§ Selected passage
####################

Furthermore, when St. Louis’s first courthouse was built in the 1820s, it was built on land donated by Auguste Chouteau and John Baptiste Charles Lucas-one of Missouri’s first Territorial Judges, a slave owner, large landowner, and former Pennsylvania Congressman and mine-owner.
The law in this city has always served those in power, class society, white supremacy, and patriarchy—how we can possibly expect it to be anything else?
There’s no justice, there’s just us
The Stockley verdict is wildly rumored to drop tomorrow. If the judge comes back with a guilty verdict, it is no real victory at all. If will be a verdict made in the face of such overwhelming evidence the judge felt like he could make no other choice. It doesn’t indicate that times are changing or that we as a society are moving in a more just direction. This system is never going to get better. Even if this verdict comes back guilty nothing is fundamentally changing—this is evidenced by the fact that the DOJ decided three days ago that the police officers that had custody of Freddie Gray when he died would not be charged. They’ve decided that they’re ‘unable to prove the officers “willfully violated Gray’s civil rights.”’ Apparently an intact spinal cord is not a civil right.
If the judge comes back with a not guilty verdict, it will be par for the course.

####################

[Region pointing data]
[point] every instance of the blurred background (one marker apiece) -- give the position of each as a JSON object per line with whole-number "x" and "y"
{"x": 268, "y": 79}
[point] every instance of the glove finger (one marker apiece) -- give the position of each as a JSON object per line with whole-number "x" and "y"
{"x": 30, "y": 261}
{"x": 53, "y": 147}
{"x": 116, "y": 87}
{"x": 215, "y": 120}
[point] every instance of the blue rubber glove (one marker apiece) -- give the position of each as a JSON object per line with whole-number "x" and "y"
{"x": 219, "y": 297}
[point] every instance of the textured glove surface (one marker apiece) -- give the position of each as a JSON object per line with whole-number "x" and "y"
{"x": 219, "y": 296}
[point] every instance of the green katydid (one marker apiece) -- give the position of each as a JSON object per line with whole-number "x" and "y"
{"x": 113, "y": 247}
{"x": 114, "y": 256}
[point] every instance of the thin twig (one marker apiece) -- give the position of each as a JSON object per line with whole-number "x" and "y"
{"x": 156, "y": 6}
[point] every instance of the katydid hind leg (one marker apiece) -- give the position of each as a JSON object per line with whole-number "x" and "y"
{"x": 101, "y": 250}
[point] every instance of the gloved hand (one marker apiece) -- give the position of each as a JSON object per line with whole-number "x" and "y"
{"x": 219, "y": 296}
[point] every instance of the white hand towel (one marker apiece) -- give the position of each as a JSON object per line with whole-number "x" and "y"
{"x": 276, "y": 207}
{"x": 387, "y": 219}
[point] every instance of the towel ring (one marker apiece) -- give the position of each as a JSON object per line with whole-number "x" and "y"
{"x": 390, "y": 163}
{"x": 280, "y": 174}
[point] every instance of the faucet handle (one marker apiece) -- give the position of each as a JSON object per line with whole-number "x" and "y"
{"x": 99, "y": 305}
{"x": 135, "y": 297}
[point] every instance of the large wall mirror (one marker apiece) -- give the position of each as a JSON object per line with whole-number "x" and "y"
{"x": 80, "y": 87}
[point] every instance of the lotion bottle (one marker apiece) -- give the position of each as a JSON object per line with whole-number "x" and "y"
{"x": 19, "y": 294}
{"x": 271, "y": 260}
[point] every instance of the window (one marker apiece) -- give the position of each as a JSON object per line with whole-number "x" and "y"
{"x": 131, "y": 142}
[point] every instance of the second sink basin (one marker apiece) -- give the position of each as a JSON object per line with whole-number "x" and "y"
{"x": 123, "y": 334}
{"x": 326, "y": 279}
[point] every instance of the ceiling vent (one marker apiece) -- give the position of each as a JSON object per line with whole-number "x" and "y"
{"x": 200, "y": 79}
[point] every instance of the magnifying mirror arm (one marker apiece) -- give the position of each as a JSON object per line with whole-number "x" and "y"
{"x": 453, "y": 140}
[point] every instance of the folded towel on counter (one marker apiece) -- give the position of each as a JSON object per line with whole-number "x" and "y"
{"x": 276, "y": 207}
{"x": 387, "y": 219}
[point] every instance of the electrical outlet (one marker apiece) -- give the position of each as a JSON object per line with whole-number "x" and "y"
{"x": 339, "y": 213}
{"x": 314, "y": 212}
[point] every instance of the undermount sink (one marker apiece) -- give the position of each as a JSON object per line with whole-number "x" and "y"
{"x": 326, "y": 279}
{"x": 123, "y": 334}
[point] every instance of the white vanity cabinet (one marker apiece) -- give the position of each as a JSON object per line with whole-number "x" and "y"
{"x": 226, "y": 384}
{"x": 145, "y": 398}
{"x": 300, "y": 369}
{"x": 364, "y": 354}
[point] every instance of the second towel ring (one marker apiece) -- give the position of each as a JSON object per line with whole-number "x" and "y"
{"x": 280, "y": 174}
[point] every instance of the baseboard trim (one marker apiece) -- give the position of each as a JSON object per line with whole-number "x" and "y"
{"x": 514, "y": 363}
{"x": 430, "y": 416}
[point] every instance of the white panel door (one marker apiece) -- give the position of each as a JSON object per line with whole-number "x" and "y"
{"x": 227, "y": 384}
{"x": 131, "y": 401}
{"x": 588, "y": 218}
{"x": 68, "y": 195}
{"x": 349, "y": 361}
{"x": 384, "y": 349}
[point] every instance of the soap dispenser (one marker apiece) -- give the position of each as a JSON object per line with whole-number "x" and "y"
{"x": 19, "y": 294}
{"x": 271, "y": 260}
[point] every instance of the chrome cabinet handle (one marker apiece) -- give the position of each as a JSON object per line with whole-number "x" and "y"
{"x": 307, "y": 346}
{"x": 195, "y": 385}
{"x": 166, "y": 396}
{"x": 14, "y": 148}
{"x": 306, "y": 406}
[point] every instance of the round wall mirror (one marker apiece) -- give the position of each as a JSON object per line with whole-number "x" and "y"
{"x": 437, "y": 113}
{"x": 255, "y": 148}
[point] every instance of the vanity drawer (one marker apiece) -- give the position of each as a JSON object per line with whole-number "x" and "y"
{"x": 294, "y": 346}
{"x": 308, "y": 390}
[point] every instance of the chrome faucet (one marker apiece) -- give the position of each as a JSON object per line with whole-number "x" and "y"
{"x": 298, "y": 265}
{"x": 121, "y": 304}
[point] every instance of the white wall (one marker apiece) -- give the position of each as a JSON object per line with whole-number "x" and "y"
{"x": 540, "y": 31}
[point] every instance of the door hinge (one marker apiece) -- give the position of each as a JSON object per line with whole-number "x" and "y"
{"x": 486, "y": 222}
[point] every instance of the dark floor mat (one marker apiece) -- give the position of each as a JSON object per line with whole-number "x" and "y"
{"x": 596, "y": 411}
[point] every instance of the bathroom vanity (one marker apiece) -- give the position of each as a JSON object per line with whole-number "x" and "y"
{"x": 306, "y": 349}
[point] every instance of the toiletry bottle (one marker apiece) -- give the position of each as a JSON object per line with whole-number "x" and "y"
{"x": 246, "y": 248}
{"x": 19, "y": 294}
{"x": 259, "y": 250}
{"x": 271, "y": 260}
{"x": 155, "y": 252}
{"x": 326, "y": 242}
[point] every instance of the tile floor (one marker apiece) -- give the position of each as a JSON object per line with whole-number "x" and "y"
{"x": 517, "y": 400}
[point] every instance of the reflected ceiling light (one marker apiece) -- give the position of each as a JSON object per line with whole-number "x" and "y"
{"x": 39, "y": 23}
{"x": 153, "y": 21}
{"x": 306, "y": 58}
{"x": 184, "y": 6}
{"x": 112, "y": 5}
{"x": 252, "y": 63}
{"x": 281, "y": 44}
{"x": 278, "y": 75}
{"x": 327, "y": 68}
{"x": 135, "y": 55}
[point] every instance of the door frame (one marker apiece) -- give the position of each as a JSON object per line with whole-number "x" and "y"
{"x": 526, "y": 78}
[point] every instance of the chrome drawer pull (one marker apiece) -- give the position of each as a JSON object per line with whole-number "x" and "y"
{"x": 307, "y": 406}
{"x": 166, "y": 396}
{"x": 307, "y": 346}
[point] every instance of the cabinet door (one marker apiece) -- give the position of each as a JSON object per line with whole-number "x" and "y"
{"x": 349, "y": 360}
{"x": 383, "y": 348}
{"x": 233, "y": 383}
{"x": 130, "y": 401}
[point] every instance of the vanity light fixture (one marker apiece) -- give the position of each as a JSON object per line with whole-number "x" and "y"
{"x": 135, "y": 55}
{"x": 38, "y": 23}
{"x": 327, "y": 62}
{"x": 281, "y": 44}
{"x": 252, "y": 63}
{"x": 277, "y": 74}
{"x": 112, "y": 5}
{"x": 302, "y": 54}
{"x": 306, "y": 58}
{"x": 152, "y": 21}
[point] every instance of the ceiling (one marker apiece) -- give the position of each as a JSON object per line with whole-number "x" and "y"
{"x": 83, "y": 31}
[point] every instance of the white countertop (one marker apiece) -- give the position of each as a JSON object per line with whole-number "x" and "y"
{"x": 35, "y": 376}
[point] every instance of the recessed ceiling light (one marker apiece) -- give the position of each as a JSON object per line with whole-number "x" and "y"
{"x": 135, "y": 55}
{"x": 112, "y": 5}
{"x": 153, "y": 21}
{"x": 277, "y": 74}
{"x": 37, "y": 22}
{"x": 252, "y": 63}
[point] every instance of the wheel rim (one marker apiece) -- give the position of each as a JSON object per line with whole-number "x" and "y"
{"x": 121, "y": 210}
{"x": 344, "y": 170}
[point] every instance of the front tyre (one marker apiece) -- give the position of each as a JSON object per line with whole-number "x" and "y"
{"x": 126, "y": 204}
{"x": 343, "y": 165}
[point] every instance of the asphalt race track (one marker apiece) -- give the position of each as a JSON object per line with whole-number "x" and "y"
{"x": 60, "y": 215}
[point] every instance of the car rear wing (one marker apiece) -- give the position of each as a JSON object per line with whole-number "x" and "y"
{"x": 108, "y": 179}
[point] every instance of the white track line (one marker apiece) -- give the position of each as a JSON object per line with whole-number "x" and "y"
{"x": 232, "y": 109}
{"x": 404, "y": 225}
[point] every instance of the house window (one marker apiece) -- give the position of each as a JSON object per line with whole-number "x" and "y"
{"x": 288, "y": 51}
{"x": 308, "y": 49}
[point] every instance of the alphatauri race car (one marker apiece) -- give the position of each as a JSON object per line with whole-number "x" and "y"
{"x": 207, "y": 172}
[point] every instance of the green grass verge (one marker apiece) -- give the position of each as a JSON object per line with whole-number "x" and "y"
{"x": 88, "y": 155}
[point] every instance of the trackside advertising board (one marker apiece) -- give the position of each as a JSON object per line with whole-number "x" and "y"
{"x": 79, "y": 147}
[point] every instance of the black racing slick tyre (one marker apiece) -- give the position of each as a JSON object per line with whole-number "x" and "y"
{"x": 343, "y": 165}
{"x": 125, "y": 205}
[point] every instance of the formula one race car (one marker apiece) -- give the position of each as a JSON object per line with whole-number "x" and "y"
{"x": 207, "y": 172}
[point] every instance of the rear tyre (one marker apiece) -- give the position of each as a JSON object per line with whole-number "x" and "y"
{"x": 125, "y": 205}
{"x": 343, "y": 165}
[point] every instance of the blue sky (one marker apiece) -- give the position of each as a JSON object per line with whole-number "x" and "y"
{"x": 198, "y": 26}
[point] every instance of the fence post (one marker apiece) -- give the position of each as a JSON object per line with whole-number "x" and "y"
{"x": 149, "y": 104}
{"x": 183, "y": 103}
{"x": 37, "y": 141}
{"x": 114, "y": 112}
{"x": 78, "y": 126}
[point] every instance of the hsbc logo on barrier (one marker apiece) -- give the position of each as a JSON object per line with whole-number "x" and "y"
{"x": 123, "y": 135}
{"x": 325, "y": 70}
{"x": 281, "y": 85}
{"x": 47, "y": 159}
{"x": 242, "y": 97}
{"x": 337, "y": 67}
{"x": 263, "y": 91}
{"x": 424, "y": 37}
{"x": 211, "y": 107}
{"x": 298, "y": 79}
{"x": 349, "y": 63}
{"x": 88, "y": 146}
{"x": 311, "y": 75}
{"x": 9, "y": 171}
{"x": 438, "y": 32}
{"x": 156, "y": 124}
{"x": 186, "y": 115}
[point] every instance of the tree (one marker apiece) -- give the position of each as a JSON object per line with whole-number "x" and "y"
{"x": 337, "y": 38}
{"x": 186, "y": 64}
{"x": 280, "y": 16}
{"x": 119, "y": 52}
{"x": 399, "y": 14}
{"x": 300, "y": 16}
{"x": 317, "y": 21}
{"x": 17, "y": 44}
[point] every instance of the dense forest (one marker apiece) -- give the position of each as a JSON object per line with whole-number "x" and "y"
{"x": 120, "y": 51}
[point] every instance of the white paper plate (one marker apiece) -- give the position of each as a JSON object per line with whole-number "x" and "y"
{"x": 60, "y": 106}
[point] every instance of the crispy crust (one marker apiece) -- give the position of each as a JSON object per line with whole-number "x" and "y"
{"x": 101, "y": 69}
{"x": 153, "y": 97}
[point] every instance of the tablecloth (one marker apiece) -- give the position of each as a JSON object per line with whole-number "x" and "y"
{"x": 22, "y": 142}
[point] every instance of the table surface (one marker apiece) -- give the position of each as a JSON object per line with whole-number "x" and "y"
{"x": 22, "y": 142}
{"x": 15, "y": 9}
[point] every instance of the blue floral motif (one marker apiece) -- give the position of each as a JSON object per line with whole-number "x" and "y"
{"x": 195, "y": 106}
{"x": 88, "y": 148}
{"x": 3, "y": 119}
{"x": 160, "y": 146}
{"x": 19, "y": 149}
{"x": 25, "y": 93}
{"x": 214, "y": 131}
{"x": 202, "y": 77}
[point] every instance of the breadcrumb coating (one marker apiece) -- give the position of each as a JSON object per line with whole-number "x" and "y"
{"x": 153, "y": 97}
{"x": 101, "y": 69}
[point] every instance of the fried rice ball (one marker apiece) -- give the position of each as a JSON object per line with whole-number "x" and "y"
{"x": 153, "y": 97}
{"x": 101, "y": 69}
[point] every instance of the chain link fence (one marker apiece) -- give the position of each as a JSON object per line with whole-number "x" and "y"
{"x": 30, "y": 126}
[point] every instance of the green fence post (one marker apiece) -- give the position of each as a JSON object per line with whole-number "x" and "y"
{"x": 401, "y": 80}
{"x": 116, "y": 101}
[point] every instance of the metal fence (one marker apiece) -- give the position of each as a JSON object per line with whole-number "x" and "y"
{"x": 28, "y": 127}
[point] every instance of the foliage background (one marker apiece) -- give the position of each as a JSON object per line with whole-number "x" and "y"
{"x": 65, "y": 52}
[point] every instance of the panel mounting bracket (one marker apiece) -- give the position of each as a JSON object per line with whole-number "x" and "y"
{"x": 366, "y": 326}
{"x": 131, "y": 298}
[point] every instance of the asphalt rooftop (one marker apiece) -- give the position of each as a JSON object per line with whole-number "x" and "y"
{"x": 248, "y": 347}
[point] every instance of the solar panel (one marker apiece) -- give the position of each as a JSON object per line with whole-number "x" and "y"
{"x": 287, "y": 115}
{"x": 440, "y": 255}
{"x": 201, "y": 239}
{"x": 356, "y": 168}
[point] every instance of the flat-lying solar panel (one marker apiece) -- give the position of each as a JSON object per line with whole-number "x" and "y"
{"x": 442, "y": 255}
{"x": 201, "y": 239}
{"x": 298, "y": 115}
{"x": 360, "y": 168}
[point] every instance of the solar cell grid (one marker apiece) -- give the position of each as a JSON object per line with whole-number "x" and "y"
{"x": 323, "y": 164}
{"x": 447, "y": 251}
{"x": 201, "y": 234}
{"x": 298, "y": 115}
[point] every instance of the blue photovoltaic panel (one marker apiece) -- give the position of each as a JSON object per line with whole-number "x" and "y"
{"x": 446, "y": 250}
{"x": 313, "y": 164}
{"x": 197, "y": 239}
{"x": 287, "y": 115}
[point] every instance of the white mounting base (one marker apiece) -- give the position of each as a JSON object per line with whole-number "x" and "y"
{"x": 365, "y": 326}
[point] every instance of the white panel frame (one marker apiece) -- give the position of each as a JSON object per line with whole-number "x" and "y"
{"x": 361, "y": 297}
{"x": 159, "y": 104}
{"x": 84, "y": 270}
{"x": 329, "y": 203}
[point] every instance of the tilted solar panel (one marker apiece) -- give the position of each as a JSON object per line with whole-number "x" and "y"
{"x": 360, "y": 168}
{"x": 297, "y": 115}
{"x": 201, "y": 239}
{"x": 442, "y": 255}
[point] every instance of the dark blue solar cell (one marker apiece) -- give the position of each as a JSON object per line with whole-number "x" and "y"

####################

§ Task item
Answer these questions from the Stockley verdict passage:
1. Who donated the land on which St. Louis's first courthouse was built?
2. When is the Stockley verdict rumored to drop?
3. How long ago did the DOJ decide that the officers who had custody of Freddie Gray would not be charged?

§ Response area
1. Auguste Chouteau and John Baptiste Charles Lucas.
2. Tomorrow.
3. Three days ago.